→ About this task
Please continue the news story below about the white bison calf born on a Goshen, Connecticut farm, starting right after its final sentence.

→ Given passage
<<<<

July 20, 2012 in Nation/World

Native Americans gathering to honor white bison’s birth

Michael Melia Associated Press
Associated Press photo

A white bison calf walks in a field with other bison in Goshen, Conn., on Wednesday.
(Full-size photo)

GOSHEN, Conn. – The birth of a white bison, among the rarest of animals, is bringing Native Americans who consider it a sacred event to celebrate at one of the least likely of places, a farm in New England.

Hundreds of people, including tribal elders from South Dakota, are expected to attend naming ceremonies later this month at the northwestern Connecticut farm of Peter Fay, a fourth-generation Goshen farmer.

Native Americans in the area have come with gifts of tobacco and colored flags for Fay and the bull calf since it was born there a month ago, and Fay plans to offer his hay field as a campsite for the expected crowds.

“They say it’s going to bring good things to all people in the world. How can you beat that? That’s the way I look at it,” Fay said.

Connecticut farms host only about 100 bison, a tiny fraction of the populations in Western states, such as South Dakota, the home of Sioux tribes that attach the greatest spiritual meaning to white bison.

Word spread rapidly after the arrival of the white bison, which experts say is as rare as one in 10 million, and Fay invited Native Americans for the ceremonies at his farm below Mohawk Mountain. In turn, he and his two daughters were asked to participate in the celebrations, which will include a feast and talks by the elders.

“They’re here almost every day, teaching me,” said the 53-year-old Fay, who has bison tattoos on his shoulder and chest.

>>>>

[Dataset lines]
<<<<

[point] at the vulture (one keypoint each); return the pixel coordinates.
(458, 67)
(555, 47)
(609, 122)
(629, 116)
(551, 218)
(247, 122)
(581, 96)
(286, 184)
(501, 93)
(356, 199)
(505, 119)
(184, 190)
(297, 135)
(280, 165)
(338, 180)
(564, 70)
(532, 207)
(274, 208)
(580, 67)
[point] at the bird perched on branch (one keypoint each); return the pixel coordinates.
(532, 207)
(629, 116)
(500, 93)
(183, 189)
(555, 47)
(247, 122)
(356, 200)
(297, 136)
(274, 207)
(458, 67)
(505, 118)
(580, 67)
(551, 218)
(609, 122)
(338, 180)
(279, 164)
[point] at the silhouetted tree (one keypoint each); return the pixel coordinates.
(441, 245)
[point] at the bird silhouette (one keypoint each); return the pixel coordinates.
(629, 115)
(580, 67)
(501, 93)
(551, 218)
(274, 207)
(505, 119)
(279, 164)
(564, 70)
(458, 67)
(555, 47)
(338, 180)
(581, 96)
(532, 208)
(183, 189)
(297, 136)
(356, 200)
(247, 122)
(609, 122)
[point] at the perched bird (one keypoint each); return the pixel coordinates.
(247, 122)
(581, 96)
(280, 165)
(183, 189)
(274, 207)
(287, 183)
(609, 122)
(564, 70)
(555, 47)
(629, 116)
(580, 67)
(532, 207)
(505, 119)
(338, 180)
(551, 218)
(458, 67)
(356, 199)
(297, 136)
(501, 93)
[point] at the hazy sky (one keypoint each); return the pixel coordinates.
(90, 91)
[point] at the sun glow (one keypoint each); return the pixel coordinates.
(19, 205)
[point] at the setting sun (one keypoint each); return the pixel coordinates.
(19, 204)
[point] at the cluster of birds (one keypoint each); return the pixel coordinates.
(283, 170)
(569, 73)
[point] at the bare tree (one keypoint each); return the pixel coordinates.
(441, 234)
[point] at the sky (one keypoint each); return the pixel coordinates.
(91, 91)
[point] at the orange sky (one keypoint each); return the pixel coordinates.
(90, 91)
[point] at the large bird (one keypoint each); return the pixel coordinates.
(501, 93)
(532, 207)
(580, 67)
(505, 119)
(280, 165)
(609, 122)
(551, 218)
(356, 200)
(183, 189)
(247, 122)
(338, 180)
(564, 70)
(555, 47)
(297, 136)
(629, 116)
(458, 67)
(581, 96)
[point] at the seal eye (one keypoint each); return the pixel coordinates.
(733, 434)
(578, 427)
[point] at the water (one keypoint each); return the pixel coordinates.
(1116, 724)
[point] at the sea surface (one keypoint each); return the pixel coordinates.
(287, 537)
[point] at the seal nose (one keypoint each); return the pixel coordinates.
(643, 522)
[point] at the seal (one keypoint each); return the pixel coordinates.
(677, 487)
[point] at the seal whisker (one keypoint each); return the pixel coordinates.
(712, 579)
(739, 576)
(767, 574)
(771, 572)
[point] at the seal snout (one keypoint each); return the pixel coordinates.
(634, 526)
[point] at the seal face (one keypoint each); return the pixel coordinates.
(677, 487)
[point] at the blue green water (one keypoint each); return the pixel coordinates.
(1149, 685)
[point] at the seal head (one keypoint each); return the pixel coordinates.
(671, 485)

>>>>

→ Answer
Marian White Mouse, a member of the Oglala Lakota tribe in South Dakota, said the birth of a white bison is a sign from a prophet, the White Buffalo Calf Woman, who helped them endure times of strife and famine. White Mouse’s family of four is flying to Connecticut for the ceremonies.

“For me, it’s like a surreal event. I never thought in my wildest dreams I would ever come in contact with one of them in my lifetime,” said White Mouse, 51.

Jim Stone, the executive director of the InterTribal Buffalo Council in Rapid City, S.D., said the oral traditions of many tribes honor white bison, which have become a universal symbol for hope and unity.

The calf, born on June 16, is off-white – not an albino – and Fay said he is certain the bloodlines are pure, although he has sent its DNA for testing to confirm there was no intermingling with cattle.

To address concerns for the calf’s safety, he also has at least one person stay at the farm around the clock. Last year, a white bison calf born in Texas was found dead and skinned – a slaughter that some suspect as an anti-Indian hate crime.